Word for word and without images, transcribe all of the records.

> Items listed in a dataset
.....

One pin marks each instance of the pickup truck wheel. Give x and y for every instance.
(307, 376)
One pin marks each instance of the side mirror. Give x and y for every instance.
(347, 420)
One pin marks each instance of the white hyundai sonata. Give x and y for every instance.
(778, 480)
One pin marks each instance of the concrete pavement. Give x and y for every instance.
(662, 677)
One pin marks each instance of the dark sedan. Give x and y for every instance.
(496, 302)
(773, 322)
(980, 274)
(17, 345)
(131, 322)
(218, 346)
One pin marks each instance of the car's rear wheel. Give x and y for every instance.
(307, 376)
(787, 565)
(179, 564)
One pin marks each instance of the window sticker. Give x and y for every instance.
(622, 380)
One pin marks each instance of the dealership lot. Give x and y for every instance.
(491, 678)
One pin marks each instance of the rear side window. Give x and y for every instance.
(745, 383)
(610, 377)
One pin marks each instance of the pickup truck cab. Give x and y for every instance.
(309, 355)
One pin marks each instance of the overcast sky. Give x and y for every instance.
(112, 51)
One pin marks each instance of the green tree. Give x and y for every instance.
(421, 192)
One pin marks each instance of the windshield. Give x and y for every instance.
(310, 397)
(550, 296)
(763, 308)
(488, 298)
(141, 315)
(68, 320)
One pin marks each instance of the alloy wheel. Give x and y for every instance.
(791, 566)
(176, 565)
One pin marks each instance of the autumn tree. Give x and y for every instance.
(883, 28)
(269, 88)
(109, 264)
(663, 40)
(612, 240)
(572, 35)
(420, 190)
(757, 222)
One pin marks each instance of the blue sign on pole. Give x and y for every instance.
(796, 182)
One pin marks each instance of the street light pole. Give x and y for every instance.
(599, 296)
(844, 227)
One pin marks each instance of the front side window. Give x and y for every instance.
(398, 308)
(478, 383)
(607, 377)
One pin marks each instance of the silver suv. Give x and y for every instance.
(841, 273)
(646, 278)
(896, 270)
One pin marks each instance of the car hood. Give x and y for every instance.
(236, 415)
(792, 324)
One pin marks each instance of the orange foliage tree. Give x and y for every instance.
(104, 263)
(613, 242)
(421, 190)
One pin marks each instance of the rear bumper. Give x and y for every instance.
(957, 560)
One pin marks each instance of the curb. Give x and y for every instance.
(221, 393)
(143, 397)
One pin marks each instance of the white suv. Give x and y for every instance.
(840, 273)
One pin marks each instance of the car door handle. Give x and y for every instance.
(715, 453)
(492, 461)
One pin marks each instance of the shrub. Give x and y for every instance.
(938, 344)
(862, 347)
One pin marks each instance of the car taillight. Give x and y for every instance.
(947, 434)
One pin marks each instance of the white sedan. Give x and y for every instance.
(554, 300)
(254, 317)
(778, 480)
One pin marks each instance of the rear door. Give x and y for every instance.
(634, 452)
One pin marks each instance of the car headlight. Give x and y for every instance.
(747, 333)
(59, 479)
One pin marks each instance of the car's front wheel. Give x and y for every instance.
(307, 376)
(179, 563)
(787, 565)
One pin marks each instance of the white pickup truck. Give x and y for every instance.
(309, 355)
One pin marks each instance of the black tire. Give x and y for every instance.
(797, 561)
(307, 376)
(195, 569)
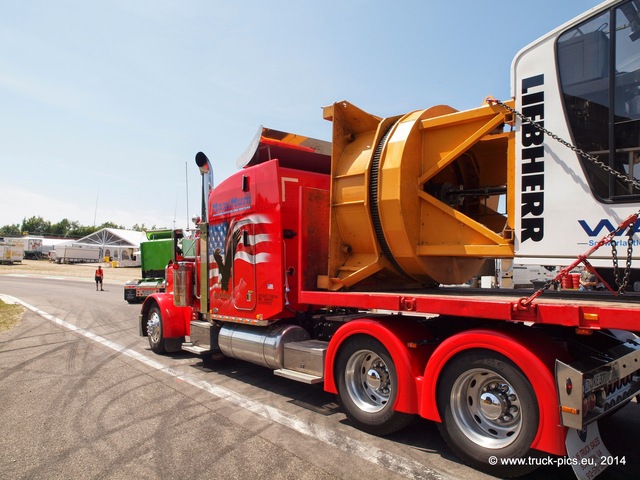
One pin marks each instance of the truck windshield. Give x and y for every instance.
(599, 67)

.....

> COMPLETED TASK
One pin marks each instance of the pickup truck wheel. Give x and y for every instance.
(307, 376)
One pin marks each instance of the side mirror. Give x and y for every instance.
(347, 420)
One pin marks each instance of the white hyundai sonata. Give x and y for every instance.
(778, 480)
One pin marks each instance of the concrete pavement. Give x and y for every instance.
(662, 677)
One pin marks each instance of the dark sedan. Give x and y for every instance.
(496, 302)
(773, 322)
(980, 274)
(17, 345)
(131, 322)
(218, 346)
One pin marks each instance of the car's rear wheel. Give x and y for every instance.
(307, 376)
(787, 565)
(179, 564)
One pin marks each instance of the window sticker. Give x and y for every instance.
(622, 380)
One pin marks each instance of the dealership lot. Give x and y for every instance.
(491, 678)
One pin marks each instance of the rear side window. Give x and y for every instance.
(745, 383)
(610, 377)
One pin marks each instance of the pickup truck cab. Give x and y for every instance.
(309, 355)
One pin marks each instance of the overcast sky. Give x and y for every instance.
(112, 51)
One pin marks each instance of the green tree. Give x and y for every instance.
(421, 192)
One pin marks each instance of the windshield. Give x and y for every instance.
(310, 397)
(550, 296)
(763, 308)
(488, 298)
(141, 315)
(68, 320)
One pin marks each instance of the alloy wheel. Give x and y for every instance.
(791, 566)
(176, 565)
One pin marks each instance of the autumn tree. Give x and y for every instance.
(883, 28)
(269, 88)
(109, 264)
(663, 40)
(612, 240)
(572, 35)
(420, 190)
(757, 222)
One pin marks each instance of the blue sign on pole. Give x and y for every instance.
(796, 182)
One pin marks each instance of the street light pole. Give x and y for every instance.
(599, 296)
(844, 227)
One pin marks each instance of the front side window. Give x and y for every instance.
(398, 308)
(478, 383)
(607, 377)
One pin marks each instance of the silver suv. Give x and y for every instance.
(841, 273)
(646, 278)
(896, 270)
One pin marks each instance of the car hood. Give x and y for every instance.
(236, 415)
(792, 324)
One pin marks each instance of the orange foliage tree. Give x and y for every instance.
(104, 263)
(613, 242)
(421, 190)
One pin marks each instance of the rear bumper. Give x and y for every instance.
(957, 560)
One pin marks each instance of the curb. Give x and y for every instance.
(221, 393)
(143, 397)
One pin marks each instance of the white suv. Give x and y for every instance.
(840, 273)
One pin marks each instance of the car door handle. Give x and y for every instance.
(715, 453)
(492, 461)
One pin marks each instance of the shrub. Give x and y for every instance.
(938, 344)
(862, 347)
One pin marks each instance of the car taillight. Give x and y for every instance.
(947, 434)
One pin marks each instance of the white sedan. Give x and y for every instance.
(554, 300)
(254, 317)
(778, 480)
One pin marks each instance of the rear door. Give x and y for every instance.
(634, 452)
One pin marks each instance of the car headlight. Give x and y for every instance.
(747, 333)
(59, 479)
One pin marks each instance of the car's front wheel. Give x and y for every instance.
(307, 376)
(179, 563)
(787, 565)
One pin marks each instance of the white pickup truck. Give x and y for every instance.
(309, 355)
One pin marks each instance of the black tire. Give x and y for every instance.
(797, 561)
(307, 376)
(195, 569)
One pin marks each instance of the truck windshield. Give x and y for every instance.
(599, 67)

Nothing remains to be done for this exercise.